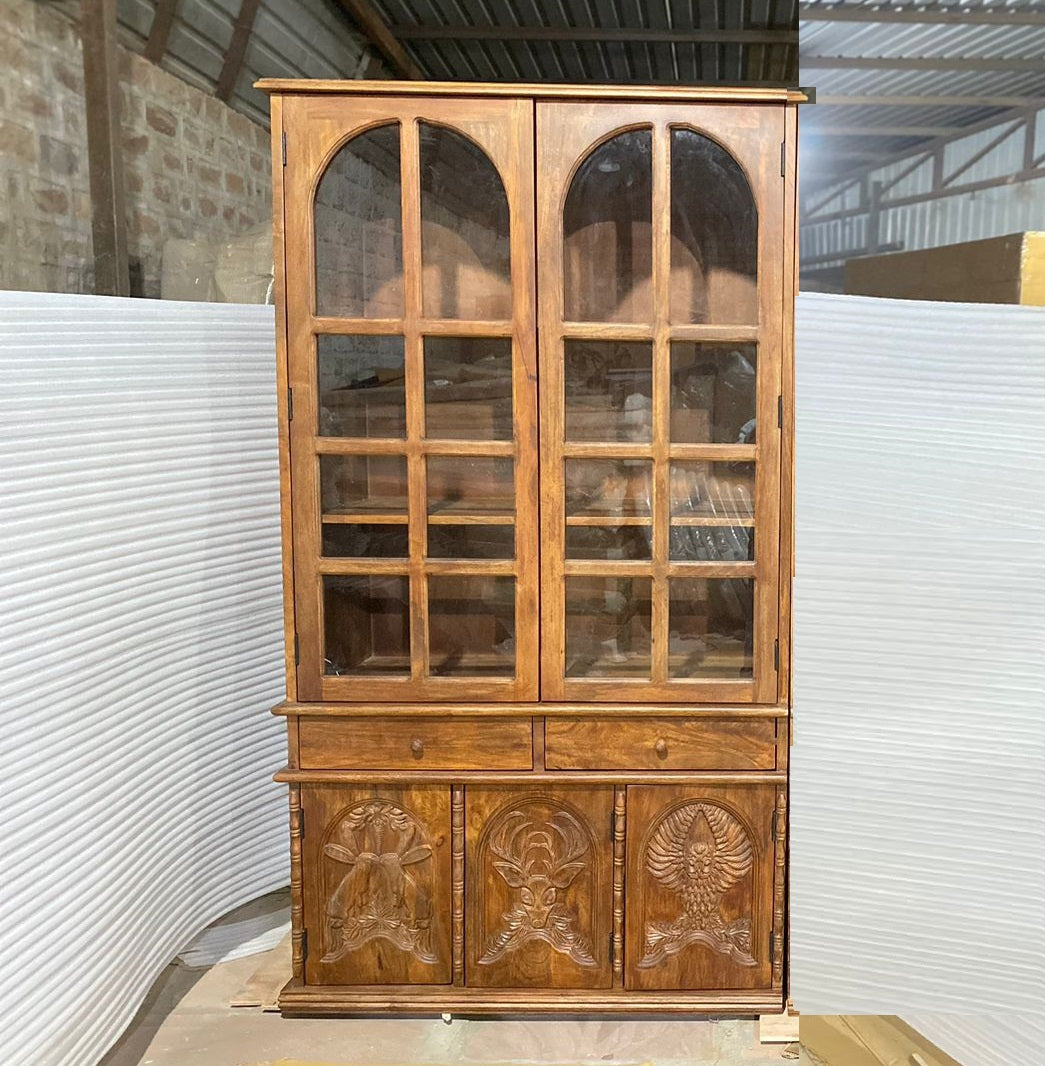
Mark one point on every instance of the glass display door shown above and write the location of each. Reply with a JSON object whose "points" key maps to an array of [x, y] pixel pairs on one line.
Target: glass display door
{"points": [[412, 353], [660, 238]]}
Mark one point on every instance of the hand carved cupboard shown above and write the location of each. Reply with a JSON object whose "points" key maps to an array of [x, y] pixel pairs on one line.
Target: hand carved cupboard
{"points": [[535, 409]]}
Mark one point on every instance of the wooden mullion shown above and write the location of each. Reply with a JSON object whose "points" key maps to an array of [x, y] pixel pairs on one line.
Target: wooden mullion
{"points": [[661, 398], [414, 369]]}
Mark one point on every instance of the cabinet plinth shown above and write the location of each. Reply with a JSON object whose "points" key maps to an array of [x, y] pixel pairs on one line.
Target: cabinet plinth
{"points": [[535, 374]]}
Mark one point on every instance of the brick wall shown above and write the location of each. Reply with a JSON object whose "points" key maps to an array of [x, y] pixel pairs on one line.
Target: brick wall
{"points": [[194, 167]]}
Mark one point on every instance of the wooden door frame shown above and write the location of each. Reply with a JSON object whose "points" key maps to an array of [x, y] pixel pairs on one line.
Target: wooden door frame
{"points": [[317, 127], [752, 133]]}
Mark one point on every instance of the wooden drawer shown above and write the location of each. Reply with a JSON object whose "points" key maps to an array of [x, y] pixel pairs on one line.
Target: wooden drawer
{"points": [[660, 743], [415, 743]]}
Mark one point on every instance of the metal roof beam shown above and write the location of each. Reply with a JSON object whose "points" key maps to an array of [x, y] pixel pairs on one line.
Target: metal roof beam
{"points": [[378, 32], [965, 16], [594, 33], [237, 49], [813, 128], [918, 63], [160, 30]]}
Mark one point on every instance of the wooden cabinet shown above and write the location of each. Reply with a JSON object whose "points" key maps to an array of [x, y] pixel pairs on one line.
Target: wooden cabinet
{"points": [[535, 374]]}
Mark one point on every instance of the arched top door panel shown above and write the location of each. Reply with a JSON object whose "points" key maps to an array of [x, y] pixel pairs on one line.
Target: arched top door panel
{"points": [[358, 228], [607, 232], [713, 233], [660, 245], [408, 254], [465, 237]]}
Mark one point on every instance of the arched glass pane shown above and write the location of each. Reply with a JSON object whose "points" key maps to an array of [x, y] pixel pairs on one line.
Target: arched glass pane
{"points": [[714, 235], [359, 229], [466, 270], [607, 232]]}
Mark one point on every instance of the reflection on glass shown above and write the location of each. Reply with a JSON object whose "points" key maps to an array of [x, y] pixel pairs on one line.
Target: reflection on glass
{"points": [[723, 491], [359, 229], [464, 229], [366, 625], [608, 487], [712, 393], [468, 388], [362, 387], [365, 539], [711, 544], [363, 484], [607, 232], [608, 388], [471, 626], [714, 235], [609, 542], [471, 542], [608, 627], [470, 485], [711, 626]]}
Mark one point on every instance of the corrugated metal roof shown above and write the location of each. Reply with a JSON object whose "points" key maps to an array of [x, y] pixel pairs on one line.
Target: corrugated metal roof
{"points": [[841, 138]]}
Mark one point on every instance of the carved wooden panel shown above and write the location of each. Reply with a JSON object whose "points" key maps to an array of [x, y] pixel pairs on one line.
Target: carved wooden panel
{"points": [[700, 887], [378, 885], [539, 887]]}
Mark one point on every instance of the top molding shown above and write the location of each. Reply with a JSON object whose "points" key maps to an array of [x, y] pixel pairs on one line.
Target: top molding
{"points": [[541, 90]]}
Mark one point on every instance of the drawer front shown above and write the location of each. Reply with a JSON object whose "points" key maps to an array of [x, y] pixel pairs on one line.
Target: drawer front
{"points": [[660, 743], [415, 743]]}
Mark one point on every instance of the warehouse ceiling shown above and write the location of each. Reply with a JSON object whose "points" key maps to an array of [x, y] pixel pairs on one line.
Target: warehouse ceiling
{"points": [[889, 78]]}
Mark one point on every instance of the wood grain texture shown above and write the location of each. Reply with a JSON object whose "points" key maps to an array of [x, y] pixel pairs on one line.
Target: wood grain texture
{"points": [[534, 90], [296, 999], [657, 743], [416, 743], [540, 888], [620, 825], [457, 873], [700, 876], [378, 885]]}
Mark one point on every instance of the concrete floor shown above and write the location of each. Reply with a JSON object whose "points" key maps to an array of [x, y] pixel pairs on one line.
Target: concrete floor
{"points": [[187, 1021]]}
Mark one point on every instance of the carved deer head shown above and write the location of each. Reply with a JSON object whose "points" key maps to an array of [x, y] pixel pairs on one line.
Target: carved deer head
{"points": [[540, 858]]}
= = = = = = =
Retype the entries above exactly, starting at their first line and ending with the line that holds "Mark one point on every instance of the hand"; pictures stay out.

[Answer to the exercise]
Mark one point on every instance of the glass display door shown above and write the location of each. Reply with a JSON object whose "points" key maps to an array of [x, y] pixel pairs on one line.
Target: glass display door
{"points": [[412, 353], [660, 238]]}
Mark one point on every instance of the hand carved cupboard shown above and write the location of each. Reply with a JSON object whose "points" key maps to an array of [x, y] pixel pairs on one line.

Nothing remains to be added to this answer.